**Exercise requirements**
Transcribe every item below character for character, keeping each line unchanged.

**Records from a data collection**
-- begin --

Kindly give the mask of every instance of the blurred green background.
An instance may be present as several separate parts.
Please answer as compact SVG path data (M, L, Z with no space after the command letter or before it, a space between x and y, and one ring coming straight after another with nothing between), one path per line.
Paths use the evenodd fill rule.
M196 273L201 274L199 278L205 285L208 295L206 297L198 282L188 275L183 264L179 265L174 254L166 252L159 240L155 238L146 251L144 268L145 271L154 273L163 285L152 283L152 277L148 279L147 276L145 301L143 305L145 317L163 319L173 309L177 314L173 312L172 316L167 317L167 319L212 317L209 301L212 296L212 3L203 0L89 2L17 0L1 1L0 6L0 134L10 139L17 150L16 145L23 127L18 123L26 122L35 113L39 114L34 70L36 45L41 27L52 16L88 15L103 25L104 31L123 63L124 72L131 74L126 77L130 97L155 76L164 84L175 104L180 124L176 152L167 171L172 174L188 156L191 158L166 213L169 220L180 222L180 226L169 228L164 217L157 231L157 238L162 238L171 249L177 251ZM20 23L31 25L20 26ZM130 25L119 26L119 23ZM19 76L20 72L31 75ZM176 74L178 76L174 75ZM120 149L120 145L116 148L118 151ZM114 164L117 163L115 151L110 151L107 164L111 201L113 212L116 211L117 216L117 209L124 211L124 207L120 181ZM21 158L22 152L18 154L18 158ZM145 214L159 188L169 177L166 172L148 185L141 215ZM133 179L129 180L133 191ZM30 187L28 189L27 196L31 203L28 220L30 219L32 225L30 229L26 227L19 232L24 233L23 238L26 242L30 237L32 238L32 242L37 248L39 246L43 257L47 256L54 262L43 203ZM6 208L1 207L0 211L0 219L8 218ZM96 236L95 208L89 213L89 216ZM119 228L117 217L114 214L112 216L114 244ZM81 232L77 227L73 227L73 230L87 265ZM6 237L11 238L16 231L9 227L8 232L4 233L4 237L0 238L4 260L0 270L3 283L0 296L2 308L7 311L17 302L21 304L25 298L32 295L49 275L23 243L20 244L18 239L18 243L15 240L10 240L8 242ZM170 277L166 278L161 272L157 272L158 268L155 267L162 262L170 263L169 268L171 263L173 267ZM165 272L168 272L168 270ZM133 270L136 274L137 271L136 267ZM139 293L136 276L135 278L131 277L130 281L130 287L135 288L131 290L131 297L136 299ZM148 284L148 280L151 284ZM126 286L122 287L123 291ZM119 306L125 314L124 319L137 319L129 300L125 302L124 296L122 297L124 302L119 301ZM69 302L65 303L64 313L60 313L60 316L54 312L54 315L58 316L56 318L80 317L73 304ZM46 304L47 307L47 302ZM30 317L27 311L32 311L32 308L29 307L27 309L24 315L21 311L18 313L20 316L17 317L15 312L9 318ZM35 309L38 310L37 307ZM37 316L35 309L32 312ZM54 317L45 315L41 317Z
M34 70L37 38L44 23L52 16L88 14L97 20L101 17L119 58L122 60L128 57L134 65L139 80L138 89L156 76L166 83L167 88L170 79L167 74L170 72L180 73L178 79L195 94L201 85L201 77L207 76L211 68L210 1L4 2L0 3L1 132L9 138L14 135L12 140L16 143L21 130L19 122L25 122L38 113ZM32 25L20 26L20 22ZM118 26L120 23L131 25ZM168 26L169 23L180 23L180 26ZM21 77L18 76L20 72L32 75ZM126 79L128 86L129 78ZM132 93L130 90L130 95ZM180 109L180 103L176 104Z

-- end --

**The solution**
Kindly give the mask of every instance of the blurred green background.
An instance may be present as several separate parts.
Please answer as compact SVG path data (M, L, Z with no space after the command letter or before it, a space between x and y, and one ring coming straight after another with nothing between), one path per line.
Paths use the evenodd fill rule.
M196 273L201 274L199 278L205 285L208 295L206 297L198 282L188 275L183 264L179 265L174 254L166 252L159 240L155 238L146 251L144 268L145 271L154 273L163 285L152 283L152 277L148 279L147 276L145 301L143 305L145 317L163 319L173 309L177 314L173 312L172 316L167 317L167 319L212 317L209 301L212 296L212 3L203 0L89 2L17 0L1 1L0 6L0 134L10 139L17 150L16 145L23 127L18 123L26 122L35 113L39 114L34 70L36 45L41 27L52 16L88 15L103 25L104 31L123 63L124 72L131 74L126 77L130 97L155 76L164 84L175 104L180 124L176 152L167 171L172 174L188 156L191 158L166 213L169 220L180 222L180 226L169 228L164 217L157 231L157 238L162 238L171 249L177 251ZM20 23L31 25L20 26ZM130 25L119 26L119 23ZM19 76L20 72L31 75ZM176 74L178 76L174 75ZM120 149L120 145L116 148L118 151ZM114 164L117 163L115 151L110 151L107 164L111 201L113 212L116 211L117 216L117 209L124 211L124 207L120 181ZM21 158L22 152L18 154L18 158ZM145 214L159 188L169 177L166 172L148 185L141 215ZM133 179L129 180L133 191ZM30 187L28 189L27 196L31 203L28 220L30 219L32 225L30 229L26 227L19 232L24 233L23 238L26 242L30 237L32 238L32 242L37 248L39 246L43 257L47 256L54 262L43 203ZM6 208L1 207L0 211L0 219L8 218ZM96 236L95 208L89 213L89 216ZM119 228L117 217L114 214L112 216L114 244ZM81 232L77 227L73 227L73 230L87 265ZM6 237L11 238L16 231L9 227L8 232L4 233L4 237L0 238L4 260L0 270L3 283L0 296L2 308L7 311L17 302L21 304L25 298L32 295L49 275L23 243L20 244L18 239L18 243L15 240L10 240L8 242ZM170 277L166 278L161 272L157 272L158 268L155 267L162 262L170 263L169 268L171 263L173 267ZM165 272L168 272L168 270ZM133 270L136 274L137 271L136 267ZM139 293L136 276L135 278L131 277L130 281L130 287L135 288L131 290L131 297L136 299ZM148 284L148 280L151 284ZM126 286L122 287L123 291ZM119 306L125 314L124 319L137 319L129 300L125 302L124 296L122 297L124 302L119 301ZM69 302L65 303L64 313L60 313L60 316L54 312L54 315L58 316L56 318L80 317L73 304ZM46 304L47 307L47 302ZM30 317L27 311L32 311L32 308L29 307L27 309L24 315L21 311L18 313L20 316L17 317L15 312L9 318ZM35 309L38 310L37 307ZM37 316L35 309L32 312ZM54 317L45 315L41 317Z
M34 70L37 38L44 23L52 16L88 14L97 20L101 17L119 58L122 60L128 57L134 65L139 80L138 89L156 76L166 83L167 88L170 79L167 74L170 72L180 73L178 79L195 94L201 85L201 77L207 76L211 68L210 1L4 2L0 3L1 132L9 138L14 135L12 140L16 143L21 130L19 122L25 122L38 113ZM32 25L20 26L20 22ZM118 26L120 23L131 25ZM168 26L169 23L180 23L180 26ZM21 77L18 76L20 72L32 75ZM126 79L128 86L129 78ZM132 93L130 90L130 95ZM180 109L180 103L176 104Z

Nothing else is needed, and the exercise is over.